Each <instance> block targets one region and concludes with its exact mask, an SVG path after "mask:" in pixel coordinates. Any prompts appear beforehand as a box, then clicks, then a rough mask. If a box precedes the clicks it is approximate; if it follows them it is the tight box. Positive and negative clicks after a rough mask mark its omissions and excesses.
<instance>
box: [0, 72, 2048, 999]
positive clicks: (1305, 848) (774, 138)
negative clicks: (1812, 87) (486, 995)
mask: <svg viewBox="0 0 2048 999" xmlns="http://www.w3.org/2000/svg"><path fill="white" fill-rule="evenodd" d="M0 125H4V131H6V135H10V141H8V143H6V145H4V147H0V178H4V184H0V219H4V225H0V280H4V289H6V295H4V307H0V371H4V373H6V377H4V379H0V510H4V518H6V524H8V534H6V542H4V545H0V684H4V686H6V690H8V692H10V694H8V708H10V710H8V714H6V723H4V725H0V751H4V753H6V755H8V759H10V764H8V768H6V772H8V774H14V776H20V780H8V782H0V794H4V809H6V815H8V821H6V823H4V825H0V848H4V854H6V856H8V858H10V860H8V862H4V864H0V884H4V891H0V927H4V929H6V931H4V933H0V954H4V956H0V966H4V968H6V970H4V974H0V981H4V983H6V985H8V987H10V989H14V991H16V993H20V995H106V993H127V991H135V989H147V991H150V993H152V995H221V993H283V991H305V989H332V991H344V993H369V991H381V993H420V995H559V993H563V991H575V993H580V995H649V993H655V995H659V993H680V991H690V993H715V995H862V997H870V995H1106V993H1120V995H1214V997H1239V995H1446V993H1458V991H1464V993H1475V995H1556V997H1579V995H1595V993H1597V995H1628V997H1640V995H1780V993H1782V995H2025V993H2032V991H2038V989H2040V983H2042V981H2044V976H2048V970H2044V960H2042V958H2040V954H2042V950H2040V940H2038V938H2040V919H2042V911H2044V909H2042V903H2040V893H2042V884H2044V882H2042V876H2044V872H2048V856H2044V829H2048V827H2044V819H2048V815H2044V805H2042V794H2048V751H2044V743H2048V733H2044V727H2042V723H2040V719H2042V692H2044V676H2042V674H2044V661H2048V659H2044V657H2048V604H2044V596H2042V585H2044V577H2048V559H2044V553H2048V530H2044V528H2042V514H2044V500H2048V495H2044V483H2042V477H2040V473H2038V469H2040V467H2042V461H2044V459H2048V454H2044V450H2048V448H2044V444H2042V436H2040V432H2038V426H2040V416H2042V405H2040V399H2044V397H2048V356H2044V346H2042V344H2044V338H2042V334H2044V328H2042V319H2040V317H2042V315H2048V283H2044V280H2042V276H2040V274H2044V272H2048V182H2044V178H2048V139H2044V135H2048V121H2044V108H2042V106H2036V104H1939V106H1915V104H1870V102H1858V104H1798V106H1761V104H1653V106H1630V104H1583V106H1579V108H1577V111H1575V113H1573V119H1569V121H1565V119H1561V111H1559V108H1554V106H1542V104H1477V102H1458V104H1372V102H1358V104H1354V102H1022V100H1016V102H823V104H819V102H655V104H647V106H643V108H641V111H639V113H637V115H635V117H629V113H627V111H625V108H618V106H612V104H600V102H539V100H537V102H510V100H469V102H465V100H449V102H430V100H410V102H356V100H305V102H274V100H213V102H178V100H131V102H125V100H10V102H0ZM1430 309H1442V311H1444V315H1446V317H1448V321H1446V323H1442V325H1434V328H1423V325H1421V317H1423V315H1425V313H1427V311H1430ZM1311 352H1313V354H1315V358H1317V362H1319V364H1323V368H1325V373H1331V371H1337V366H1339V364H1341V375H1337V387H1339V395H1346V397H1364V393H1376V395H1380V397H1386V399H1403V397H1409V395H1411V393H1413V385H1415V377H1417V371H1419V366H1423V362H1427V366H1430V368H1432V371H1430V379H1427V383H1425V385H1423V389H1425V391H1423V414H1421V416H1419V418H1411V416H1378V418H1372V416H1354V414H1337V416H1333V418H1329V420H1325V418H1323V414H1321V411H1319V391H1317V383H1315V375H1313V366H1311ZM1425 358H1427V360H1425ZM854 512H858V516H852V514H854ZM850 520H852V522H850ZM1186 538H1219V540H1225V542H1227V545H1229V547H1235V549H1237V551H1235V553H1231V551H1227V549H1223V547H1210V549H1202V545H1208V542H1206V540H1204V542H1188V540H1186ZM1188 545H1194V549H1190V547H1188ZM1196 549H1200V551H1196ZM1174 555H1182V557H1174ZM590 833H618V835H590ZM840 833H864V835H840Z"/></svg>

→ Task details: Render the lines of the data as a numbered list, leaving out blank lines, for the stretch from the start of the data through the line containing "negative clicks: (1812, 87) (486, 995)".

→ Task output:
1. Each <instance> block targets one region and concludes with its exact mask, an SVG path after "mask:" in pixel coordinates. Any prompts appear beforehand as a box, then clicks, then a rough mask. If a box precedes the clicks it is approximate; if it follows them it is the tight box. Positive and negative clicks after a rough mask mark its omissions and excesses.
2. <instance>
3. box: [0, 72, 2048, 999]
4. positive clicks: (1305, 848) (774, 138)
5. negative clicks: (1812, 87) (486, 995)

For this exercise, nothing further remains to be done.